__Exercise instructions__.
**a.** In the movie review excerpt, explain how the writer describes The Chorus by comparing it with another film.
**b.** Answer these questions from the movie review excerpt:
(i) Which four films does the writer list as examples of the inspirational-mentor genre?
(ii) Who plays the title character in Coach Carter?
(iii) In the imagined hybrid movie, between which two places does the calculus class walk?
**c.** Write the next few sentences of the movie review excerpt, picking up after its final sentence.

__Document excerpt__.
--------
Stop me if you’ve heard this one. A coach/teacher/Reno
lounge singer walks into a gym/classroom/convent filled with unmotivated athletes/students/nuns
and, through his/her compassion and the irrefutable power of sport/learning/song,
transforms the washouts into winners. From Goodbye, Mr. Chips to Hoosiers
to Sister Act to Mr. Holland’s Opus, the inspirational-mentor
genre is as undying a cinematic perennial as the disaster movie. I for one am
merely biding my time until the inevitable hybridization — the tale of a dedicated
high school teacher and his class of calculus prodigies who, during the onset
of a second ice age, walk from Philadelphia to Manhattan in order to attend
a math competition. In the meantime, this weekend brings us not one, but two,
new releases pitched at those who may feel the need for a little wind beneath
their wings: Coach Carter, in which Samuel L. Jackson’s title character
bars his star athletes from playing basketball until they improve their GPAs,
and The Chorus, a French import that suggests what Richard Linklater’s
School of Rock might have been like if Jack Black showed up playing Handel
instead of AC/DC.
--------
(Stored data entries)
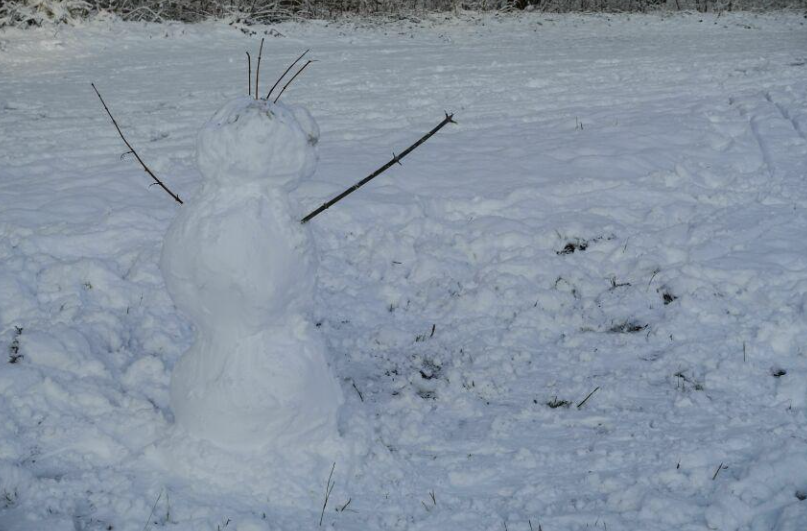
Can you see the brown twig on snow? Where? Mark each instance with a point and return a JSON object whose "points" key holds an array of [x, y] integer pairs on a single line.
{"points": [[328, 488], [269, 95], [396, 159], [589, 396], [146, 168], [249, 73], [258, 70], [300, 71]]}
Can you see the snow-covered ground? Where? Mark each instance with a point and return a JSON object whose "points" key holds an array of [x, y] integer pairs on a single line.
{"points": [[621, 210]]}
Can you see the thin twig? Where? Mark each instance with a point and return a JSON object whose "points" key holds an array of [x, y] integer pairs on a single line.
{"points": [[300, 71], [361, 397], [284, 74], [146, 168], [258, 70], [328, 488], [395, 160], [249, 73], [153, 508], [589, 396]]}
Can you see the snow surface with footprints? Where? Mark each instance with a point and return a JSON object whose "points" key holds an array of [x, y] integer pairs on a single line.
{"points": [[621, 210]]}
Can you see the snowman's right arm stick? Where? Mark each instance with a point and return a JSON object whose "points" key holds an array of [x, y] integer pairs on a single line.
{"points": [[146, 168], [396, 159]]}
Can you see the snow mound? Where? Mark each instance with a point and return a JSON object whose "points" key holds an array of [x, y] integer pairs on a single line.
{"points": [[250, 139]]}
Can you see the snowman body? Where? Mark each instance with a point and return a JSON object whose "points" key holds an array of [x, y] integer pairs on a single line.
{"points": [[238, 262]]}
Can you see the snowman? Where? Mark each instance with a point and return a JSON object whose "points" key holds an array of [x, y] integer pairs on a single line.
{"points": [[237, 261]]}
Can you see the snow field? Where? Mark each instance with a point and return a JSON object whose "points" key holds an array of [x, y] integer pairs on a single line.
{"points": [[620, 208]]}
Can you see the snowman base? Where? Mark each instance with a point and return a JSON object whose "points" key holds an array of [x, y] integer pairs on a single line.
{"points": [[243, 392]]}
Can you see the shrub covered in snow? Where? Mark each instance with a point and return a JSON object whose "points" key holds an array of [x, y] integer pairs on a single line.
{"points": [[38, 12]]}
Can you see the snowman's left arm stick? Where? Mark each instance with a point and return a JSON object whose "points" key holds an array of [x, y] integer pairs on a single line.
{"points": [[396, 159], [146, 168]]}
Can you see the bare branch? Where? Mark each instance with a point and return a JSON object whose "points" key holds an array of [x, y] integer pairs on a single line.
{"points": [[300, 71], [396, 159], [284, 74], [258, 70], [249, 73], [146, 168]]}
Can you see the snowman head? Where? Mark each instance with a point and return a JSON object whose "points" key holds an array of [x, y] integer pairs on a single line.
{"points": [[251, 140]]}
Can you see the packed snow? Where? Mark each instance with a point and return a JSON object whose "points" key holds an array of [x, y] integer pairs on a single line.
{"points": [[582, 307]]}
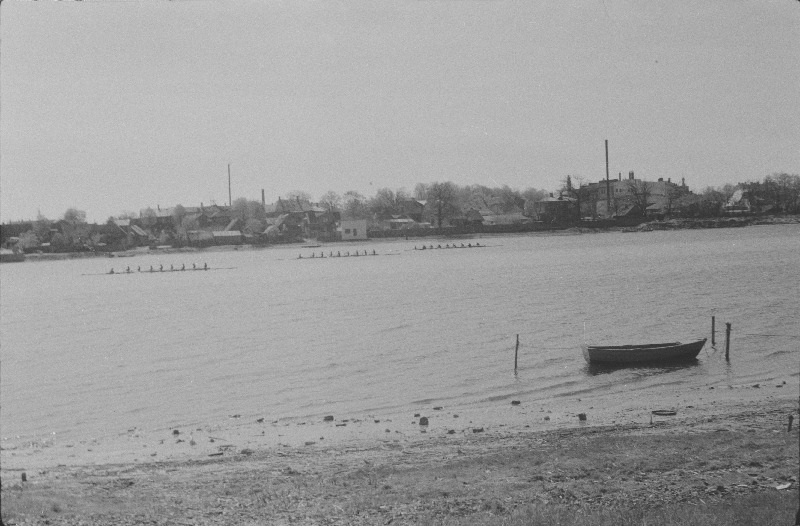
--------
__Results for each task__.
**a.** The writer calls The Chorus a French import that suggests what Richard Linklater's School of Rock might have been like if Jack Black had shown up playing Handel instead of AC/DC. In other words, it is presented as the same kind of music-teacher story, but built around classical music rather than rock.

**b.**
(i) Goodbye, Mr. Chips, Hoosiers, Sister Act and Mr. Holland's Opus.
(ii) Samuel L. Jackson.
(iii) From Philadelphia to Manhattan.

**c.**
After breaking box-office records in France last year (besting
all other local productions, and nearly all Hollywood movies too), The Chorus
has made the rounds of the international film festivals (where it picked up
a number of audience awards), and is now getting a healthy promotional push
from its American distributor, Miramax, which clearly sees in it the potential
for a crossover hit. That’s smart thinking, for The Chorus is the kind
of foreign film, like Cinema Paradiso and Il Postino and Amélie
before it, that doesn’t seem foreign at all to most audiences, because it speaks
in a language that obliterates the need for subtitling — that of the sentimental
cliché.

Set primarily in 1949, The Chorus follows kindly music
teacher Clément Matthieu (Gérard Jugnot), as he arrives at a boys’
reformatory and, before the semester is out, manages to turn his class of unruly
wastrels into a well-behaved chorus of heavenly voices. En route, he finds plenty
of time for contretemps with a fussbudget headmaster (François Berléand)
and flirtation with the beautiful mother of one of his students, before arriving
at the inevitable discovery that his heretofore most undisciplined pupil also
possesses the most angelic voice in the class. Beyond this, there are lots of
cute kids and even a Spielbergian framing device in which two former members
of Matthieu’s chorus (one of them now a professional musician) reminisce nostalgically
about their childhood days.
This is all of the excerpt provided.